START Exercise passage

By Randy Fisher
If it is thought an athlete may have suffered a head injury, the trainers at both Andover and Andover Central high schools tend to look for similar symptoms. Fortunately, there are guidelines and procedures in place from the National Federation of State High School Associations Sports Medicine Advisory Committee to assist them.
According to the NFHS’ website, “A concussion is a type of traumatic brain injury that interferes with normal function of the brain. It occurs when the brain is rocked back and forth or twisted inside the skull as a result of a blow to the head or body. What may appear to be only a mild jolt or blow to the head or body can result in a concussion.”
Both Pat Moore, with Andover High School, and Jay Hedger, of Andover Central, first look at the mechanism of the injury itself – how it happened. Hedger follows that with subjective information from the athlete.
“Their description of what happened, and any symptoms they are experiencing at the time – whether it be nauseating, vomiting, anything like that; confusion, balance issues,” Hedger said.
One of the three areas he looks at is an objective measurement of the athlete’s memory.
“Ask questions like do they remember what they had for breakfast this morning, do they remember who they’re playing now, do they remember who they played last week, do they remember the score of the game, do they remember their date of birth,” Hedger said. “Just kind of get an idea if they have some memory issues.”

END Exercise passage
START Dataset excerpts

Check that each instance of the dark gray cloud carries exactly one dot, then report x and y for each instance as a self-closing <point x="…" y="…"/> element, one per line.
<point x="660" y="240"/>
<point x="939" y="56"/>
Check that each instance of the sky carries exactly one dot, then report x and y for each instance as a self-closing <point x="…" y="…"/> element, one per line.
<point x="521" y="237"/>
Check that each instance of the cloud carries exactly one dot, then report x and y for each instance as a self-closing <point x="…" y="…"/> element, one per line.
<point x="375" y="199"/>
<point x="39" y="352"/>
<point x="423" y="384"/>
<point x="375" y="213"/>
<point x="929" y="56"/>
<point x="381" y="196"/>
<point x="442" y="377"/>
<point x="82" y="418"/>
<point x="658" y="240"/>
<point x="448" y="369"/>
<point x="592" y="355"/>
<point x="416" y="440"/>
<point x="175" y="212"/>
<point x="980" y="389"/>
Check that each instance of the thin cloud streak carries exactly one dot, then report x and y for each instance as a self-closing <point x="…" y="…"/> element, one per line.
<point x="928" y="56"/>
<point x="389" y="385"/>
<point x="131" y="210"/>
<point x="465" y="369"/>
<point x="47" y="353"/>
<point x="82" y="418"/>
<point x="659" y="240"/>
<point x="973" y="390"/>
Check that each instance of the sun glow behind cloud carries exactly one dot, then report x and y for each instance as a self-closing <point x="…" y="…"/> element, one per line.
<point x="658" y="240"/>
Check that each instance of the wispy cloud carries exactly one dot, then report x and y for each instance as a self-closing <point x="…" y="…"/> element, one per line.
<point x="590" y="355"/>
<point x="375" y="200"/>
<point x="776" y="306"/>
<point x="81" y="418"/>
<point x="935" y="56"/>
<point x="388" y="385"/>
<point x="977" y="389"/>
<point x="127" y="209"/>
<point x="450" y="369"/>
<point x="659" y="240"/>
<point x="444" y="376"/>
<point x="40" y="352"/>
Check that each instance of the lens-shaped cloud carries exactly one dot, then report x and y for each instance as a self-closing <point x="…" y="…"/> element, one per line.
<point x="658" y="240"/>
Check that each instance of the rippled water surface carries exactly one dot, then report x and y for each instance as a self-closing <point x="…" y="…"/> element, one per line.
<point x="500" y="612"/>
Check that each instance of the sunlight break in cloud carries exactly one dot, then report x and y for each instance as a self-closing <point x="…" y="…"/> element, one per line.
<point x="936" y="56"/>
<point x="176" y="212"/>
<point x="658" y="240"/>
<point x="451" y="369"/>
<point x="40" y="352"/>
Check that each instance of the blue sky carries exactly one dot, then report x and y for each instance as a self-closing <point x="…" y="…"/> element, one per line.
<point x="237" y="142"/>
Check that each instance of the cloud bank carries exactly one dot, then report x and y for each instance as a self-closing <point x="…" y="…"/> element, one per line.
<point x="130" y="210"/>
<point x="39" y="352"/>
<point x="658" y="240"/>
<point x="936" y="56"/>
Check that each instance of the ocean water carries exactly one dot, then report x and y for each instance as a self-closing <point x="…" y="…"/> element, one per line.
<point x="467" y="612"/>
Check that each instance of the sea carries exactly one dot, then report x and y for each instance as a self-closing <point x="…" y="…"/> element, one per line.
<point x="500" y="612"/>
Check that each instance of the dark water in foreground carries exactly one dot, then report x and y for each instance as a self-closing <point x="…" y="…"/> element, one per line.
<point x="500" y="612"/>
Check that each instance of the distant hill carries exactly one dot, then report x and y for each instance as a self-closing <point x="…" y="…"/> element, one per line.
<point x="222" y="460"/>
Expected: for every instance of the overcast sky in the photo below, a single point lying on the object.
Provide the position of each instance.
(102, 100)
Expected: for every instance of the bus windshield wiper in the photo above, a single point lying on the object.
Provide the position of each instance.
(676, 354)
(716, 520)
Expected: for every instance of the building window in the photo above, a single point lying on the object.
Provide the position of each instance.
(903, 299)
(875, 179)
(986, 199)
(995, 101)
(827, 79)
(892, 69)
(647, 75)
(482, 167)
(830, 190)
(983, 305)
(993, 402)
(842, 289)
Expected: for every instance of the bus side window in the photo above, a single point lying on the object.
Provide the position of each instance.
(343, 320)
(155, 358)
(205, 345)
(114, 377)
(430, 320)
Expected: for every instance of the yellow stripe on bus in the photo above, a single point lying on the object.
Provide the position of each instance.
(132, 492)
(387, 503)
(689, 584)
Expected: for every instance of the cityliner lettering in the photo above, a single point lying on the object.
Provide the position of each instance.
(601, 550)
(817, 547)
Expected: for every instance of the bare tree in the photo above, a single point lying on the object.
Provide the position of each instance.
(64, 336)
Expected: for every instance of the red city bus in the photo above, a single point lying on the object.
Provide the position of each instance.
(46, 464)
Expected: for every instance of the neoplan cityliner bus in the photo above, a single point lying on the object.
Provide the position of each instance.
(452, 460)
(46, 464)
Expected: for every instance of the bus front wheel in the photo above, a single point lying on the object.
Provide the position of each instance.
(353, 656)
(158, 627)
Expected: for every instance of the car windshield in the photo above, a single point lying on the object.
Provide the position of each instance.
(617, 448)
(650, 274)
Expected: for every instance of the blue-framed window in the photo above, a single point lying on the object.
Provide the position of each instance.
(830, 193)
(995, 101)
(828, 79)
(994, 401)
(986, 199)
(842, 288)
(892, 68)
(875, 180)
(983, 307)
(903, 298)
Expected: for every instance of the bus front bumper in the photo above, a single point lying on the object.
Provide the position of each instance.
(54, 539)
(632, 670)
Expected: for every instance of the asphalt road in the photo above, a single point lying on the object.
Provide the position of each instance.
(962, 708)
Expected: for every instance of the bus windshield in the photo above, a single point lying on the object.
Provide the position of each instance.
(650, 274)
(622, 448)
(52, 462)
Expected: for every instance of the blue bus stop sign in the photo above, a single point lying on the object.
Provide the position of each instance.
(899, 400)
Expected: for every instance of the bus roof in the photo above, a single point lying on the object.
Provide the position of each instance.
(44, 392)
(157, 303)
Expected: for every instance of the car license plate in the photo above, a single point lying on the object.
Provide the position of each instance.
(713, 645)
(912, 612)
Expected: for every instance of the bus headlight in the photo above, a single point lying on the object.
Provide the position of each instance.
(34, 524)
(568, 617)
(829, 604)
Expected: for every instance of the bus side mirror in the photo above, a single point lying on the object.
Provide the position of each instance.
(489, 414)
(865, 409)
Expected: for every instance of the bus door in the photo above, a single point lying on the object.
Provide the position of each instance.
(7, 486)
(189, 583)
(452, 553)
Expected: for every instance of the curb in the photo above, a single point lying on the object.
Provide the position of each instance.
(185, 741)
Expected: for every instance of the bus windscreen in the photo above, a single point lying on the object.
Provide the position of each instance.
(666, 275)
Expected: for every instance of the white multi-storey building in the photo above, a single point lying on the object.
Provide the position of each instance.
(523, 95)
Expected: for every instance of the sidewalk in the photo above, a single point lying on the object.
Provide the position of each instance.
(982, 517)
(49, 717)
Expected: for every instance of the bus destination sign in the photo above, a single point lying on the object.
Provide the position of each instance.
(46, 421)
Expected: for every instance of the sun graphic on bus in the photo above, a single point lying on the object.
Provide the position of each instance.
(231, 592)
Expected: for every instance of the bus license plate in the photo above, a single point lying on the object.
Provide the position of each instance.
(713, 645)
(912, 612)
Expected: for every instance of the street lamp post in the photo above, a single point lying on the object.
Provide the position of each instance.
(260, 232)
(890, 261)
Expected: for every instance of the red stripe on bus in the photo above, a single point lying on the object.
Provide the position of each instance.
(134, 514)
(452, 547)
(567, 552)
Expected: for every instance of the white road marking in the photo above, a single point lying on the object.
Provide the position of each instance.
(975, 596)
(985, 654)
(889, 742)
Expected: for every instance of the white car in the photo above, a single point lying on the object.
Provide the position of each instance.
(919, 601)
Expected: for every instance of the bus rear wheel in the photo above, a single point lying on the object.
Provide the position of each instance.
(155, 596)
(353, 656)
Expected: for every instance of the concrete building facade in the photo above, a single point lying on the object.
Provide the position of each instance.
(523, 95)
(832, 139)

END Dataset excerpts

* **Assignment 1**: List the things that Hedger, in the article on concussion checks at Andover and Andover Central, says athletes are asked whether they remember.
* **Assignment 2**: Carry on the article about concussion checks at Andover and Andover Central high schools from its final paragraph.

* **Response box 1**:
- What they had for breakfast this morning
- Who they're playing now
- Who they played last week
- The score of the game
- Their date of birth

* **Response box 2**:
Having them recite the months of the year or a series of numbers in reverse will test their cognitive abilities, Hedger said. He also administers the Balance Error Scoring System (BESS) that checks three different types of stances to see if their balance is impaired.
When the athlete comes off the field or the court, Moore will observe their personality, which will change dramatically with a concussion.
“It can be emotional from laughing to crying,” he said. “Each kid could have a little different symptom.”
Some of the more common symptoms are being very quiet, sick to their stomach, eyes dilated or changed out, nausea, humming in their ears and seeing stars.
The bottom line is to determine if the athlete may have suffered a concussion. When that happens, KSHSAA protocol is for the athlete to be kept out the rest of the game or practice.
Hedger said if there is any loss of consciousness, even briefly, he assumes there is a neck injury and 911 is contacted. However, loss of consciousness cannot be the overriding factor that a person has suffered a concussion. The NFHS says that less than 10 percent of players actually lose consciousness with a concussion.
Even after a doctor examines and releases an athlete who suffered a concussion, the KSHSAA requires a five-step Progressive Physical Activity Program before a concussed athlete can resume playing. The steps are, in chronological order: light aerobic exercise, moderate aerobic exercise, noncontact training drills in full uniform, full contact practice or training, and full game play.
These steps are important because if the athlete is not fully recovered, concussion symptoms may not show up under normal physical conditions.
“Operating temperatures, blood pressure up, running and breathing and stuff – sometimes you don’t catch the headache again until you do all this,” Moore said.